§ WHAT TO PRODUCE
Everything from the line with "Target — red folder." to the final line of the records should be reproduced word for word, with both of those lines kept.

§ SUPPLIED MATERIAL
Start of Block
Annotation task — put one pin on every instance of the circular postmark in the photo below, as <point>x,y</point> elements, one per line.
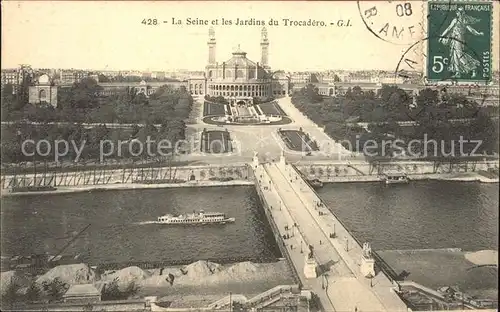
<point>414,61</point>
<point>396,22</point>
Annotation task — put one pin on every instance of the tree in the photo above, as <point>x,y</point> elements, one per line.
<point>10,294</point>
<point>55,289</point>
<point>33,292</point>
<point>103,78</point>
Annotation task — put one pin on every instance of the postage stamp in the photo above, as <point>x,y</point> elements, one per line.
<point>459,45</point>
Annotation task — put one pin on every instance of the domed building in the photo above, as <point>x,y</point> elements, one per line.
<point>239,79</point>
<point>43,92</point>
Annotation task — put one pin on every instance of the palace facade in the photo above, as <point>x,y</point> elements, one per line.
<point>240,79</point>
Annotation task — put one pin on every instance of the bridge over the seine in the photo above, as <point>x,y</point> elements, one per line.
<point>295,211</point>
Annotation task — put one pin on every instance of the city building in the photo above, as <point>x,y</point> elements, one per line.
<point>70,76</point>
<point>16,77</point>
<point>240,79</point>
<point>43,92</point>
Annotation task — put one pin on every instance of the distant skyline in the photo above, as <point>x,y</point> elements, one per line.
<point>110,36</point>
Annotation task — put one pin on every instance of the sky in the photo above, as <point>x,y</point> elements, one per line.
<point>110,35</point>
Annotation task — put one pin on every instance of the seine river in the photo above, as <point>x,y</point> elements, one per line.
<point>413,216</point>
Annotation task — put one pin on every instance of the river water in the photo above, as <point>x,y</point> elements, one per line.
<point>418,215</point>
<point>413,216</point>
<point>118,232</point>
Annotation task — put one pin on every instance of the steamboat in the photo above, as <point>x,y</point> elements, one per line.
<point>395,178</point>
<point>200,218</point>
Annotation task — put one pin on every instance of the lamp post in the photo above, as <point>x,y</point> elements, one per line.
<point>371,276</point>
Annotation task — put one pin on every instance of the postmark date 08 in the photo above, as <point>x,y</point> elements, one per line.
<point>486,64</point>
<point>149,21</point>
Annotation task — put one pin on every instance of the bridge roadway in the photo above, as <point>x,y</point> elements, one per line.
<point>346,289</point>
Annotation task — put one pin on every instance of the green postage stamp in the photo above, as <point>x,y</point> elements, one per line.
<point>459,45</point>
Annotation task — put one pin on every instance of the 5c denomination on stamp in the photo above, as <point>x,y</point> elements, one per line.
<point>397,22</point>
<point>460,50</point>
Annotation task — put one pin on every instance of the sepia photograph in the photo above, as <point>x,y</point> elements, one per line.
<point>250,156</point>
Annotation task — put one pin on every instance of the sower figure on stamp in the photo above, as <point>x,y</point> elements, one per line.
<point>311,252</point>
<point>454,35</point>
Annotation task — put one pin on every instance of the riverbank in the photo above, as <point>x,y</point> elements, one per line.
<point>475,273</point>
<point>458,177</point>
<point>129,186</point>
<point>208,280</point>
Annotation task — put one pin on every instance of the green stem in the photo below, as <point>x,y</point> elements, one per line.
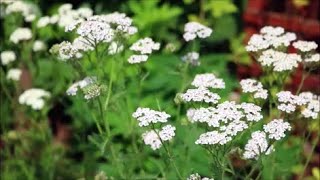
<point>309,157</point>
<point>304,76</point>
<point>251,172</point>
<point>168,153</point>
<point>103,117</point>
<point>109,87</point>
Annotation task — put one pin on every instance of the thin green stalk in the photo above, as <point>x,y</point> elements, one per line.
<point>103,117</point>
<point>168,153</point>
<point>251,172</point>
<point>109,86</point>
<point>309,157</point>
<point>304,76</point>
<point>4,88</point>
<point>116,161</point>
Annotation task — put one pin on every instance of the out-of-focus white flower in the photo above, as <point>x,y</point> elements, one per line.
<point>151,138</point>
<point>305,46</point>
<point>84,12</point>
<point>252,111</point>
<point>257,43</point>
<point>14,74</point>
<point>134,59</point>
<point>67,51</point>
<point>228,118</point>
<point>7,1</point>
<point>272,31</point>
<point>20,34</point>
<point>312,108</point>
<point>276,129</point>
<point>39,46</point>
<point>146,116</point>
<point>7,57</point>
<point>167,133</point>
<point>196,176</point>
<point>313,58</point>
<point>43,21</point>
<point>257,145</point>
<point>279,60</point>
<point>288,63</point>
<point>34,97</point>
<point>194,29</point>
<point>200,95</point>
<point>270,37</point>
<point>213,137</point>
<point>115,47</point>
<point>91,91</point>
<point>253,86</point>
<point>154,137</point>
<point>192,58</point>
<point>82,44</point>
<point>96,31</point>
<point>88,86</point>
<point>145,46</point>
<point>26,9</point>
<point>208,80</point>
<point>54,19</point>
<point>288,101</point>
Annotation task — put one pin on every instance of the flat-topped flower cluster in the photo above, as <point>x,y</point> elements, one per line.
<point>307,102</point>
<point>155,137</point>
<point>270,48</point>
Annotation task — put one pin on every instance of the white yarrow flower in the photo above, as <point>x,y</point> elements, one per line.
<point>38,46</point>
<point>192,58</point>
<point>134,59</point>
<point>276,129</point>
<point>147,116</point>
<point>145,46</point>
<point>194,29</point>
<point>253,86</point>
<point>20,34</point>
<point>7,57</point>
<point>257,145</point>
<point>200,95</point>
<point>305,46</point>
<point>208,80</point>
<point>34,97</point>
<point>14,74</point>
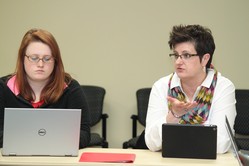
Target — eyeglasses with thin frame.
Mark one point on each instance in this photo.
(184, 56)
(35, 58)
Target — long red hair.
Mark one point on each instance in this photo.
(55, 86)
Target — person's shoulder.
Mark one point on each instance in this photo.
(163, 80)
(222, 79)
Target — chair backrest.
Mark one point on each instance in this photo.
(142, 104)
(95, 100)
(241, 124)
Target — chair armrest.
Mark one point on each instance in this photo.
(134, 125)
(104, 117)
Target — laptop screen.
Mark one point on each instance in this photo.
(189, 141)
(46, 132)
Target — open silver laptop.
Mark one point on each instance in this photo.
(41, 132)
(241, 155)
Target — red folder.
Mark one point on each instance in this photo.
(107, 157)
End of Block
§ TASK ANSWER
Target — red folder.
Mark one point on each instance in this photo.
(107, 157)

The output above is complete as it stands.